───── Text excerpt ─────
Elsa Schiaparelli (1890-1973) was famed for her attractive and wittily designed evening ensembles. Her clothes were smart, sophisticated and often wildly eccentric, and she had a huge following. Her ideas, coupled with those she commissioned from famous artists, were carried out with considerable skill. She had close connections to the art world, and to the Cubist and Surrealist movements in particular. Salvador Dalí and Christian Bérard are among the artists who collaborated with her. This connection with the wider art world and its ideas set Schiaparelli apart from most other fashion designers.

This superb evening coat is one of the best examples of her close artistic collaboration with the French artist, poet and film maker Jean Cocteau (1889-1963). Cocteau produced two drawings for Schiaparelli which were translated into designs for a jacket and this evening coat for the Autumn 1937 collection.

The design for the evening coat reveals Cocteau's preoccupation with the double image, a motif he consistently returned to in his work. The double image held particular fascination for several other artists associated with the Surrealist movement, including Dalí. The strong linear design on this coat can be read as two profiles facing each other, and in the negative space, a vase of roses standing on a fluted column.

Physical description

An ankle-length coat of black silk jersey by Schiaparelli. The collarless neckline with short lapels and the waist with a single black ceramic button having a design of a petticoated skirt and dancing leg, the hook fastening beneath. The back bodice designed by Jean Cocteau and embroidered by Maison Lesage with confronting facial profiles in gold thread forming a shaped vase filled with roses of tucked pink silk and leaves of green thread decorating the upper back and shoulders, the eyes of a blue stone and the lips of red foil, the centre back skirt with applied gold thread to imitate pleats. The lining is of sea green silk (shattered) and interlining of black wool, labelled Schiaparelli London and numbered 4995.

Place of Origin

London, England (made)

Date

1937 (made)

Artist/maker

Schiaparelli, Elsa, born 1890 - died 1973 (designer)
Jean Cocteau, born 1889 - died 1963 (designer)
Lesage (maker)
───── Records for this task ─────
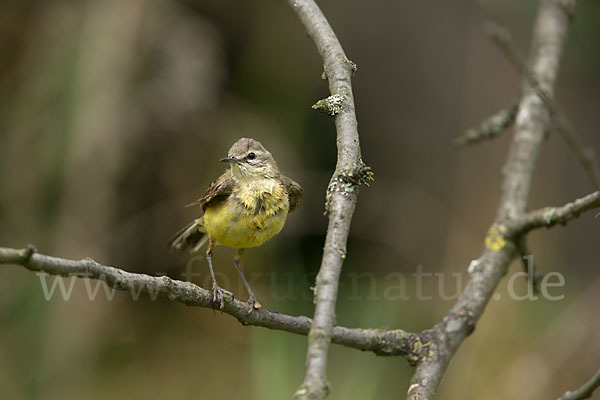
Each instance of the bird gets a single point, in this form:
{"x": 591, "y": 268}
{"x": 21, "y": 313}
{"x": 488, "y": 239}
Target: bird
{"x": 244, "y": 207}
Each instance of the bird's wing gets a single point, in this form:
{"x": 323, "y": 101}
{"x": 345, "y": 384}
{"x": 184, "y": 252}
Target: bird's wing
{"x": 294, "y": 191}
{"x": 218, "y": 191}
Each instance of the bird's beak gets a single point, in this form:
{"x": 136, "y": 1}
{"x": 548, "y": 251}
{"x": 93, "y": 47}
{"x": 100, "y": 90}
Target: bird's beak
{"x": 230, "y": 160}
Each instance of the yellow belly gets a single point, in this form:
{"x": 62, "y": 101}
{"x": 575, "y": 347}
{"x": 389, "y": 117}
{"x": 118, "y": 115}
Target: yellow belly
{"x": 230, "y": 224}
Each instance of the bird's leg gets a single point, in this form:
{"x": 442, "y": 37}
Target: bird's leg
{"x": 218, "y": 292}
{"x": 252, "y": 299}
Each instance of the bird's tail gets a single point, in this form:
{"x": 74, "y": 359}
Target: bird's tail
{"x": 191, "y": 238}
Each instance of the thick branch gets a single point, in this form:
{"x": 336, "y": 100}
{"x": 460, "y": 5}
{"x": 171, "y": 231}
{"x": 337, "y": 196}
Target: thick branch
{"x": 382, "y": 342}
{"x": 585, "y": 391}
{"x": 551, "y": 216}
{"x": 341, "y": 196}
{"x": 531, "y": 123}
{"x": 490, "y": 127}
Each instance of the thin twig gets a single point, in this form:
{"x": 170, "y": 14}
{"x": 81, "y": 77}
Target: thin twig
{"x": 384, "y": 342}
{"x": 549, "y": 34}
{"x": 534, "y": 277}
{"x": 501, "y": 37}
{"x": 585, "y": 391}
{"x": 341, "y": 193}
{"x": 490, "y": 127}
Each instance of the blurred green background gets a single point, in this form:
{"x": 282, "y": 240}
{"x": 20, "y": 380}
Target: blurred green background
{"x": 113, "y": 115}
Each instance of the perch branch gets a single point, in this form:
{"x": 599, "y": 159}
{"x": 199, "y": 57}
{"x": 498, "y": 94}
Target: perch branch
{"x": 341, "y": 193}
{"x": 585, "y": 155}
{"x": 385, "y": 342}
{"x": 551, "y": 216}
{"x": 532, "y": 121}
{"x": 585, "y": 391}
{"x": 490, "y": 127}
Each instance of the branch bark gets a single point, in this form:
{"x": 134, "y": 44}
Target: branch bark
{"x": 532, "y": 122}
{"x": 341, "y": 193}
{"x": 585, "y": 391}
{"x": 384, "y": 342}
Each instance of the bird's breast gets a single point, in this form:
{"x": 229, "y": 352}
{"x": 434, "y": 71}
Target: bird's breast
{"x": 250, "y": 216}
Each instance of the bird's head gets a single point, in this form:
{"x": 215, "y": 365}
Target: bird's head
{"x": 249, "y": 159}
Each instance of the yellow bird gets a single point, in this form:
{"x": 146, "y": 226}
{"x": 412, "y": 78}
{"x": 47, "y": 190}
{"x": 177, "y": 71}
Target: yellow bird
{"x": 244, "y": 207}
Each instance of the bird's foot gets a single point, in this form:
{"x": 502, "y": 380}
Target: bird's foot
{"x": 254, "y": 303}
{"x": 219, "y": 295}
─────
- _Directions_:
a) According to the text on the Schiaparelli evening coat, which firm embroidered the back bodice?
b) Report how many lines in the records contain the string "wing", treating case as significant. Give only the number.

- _Answers_:
a) Maison Lesage

b) 2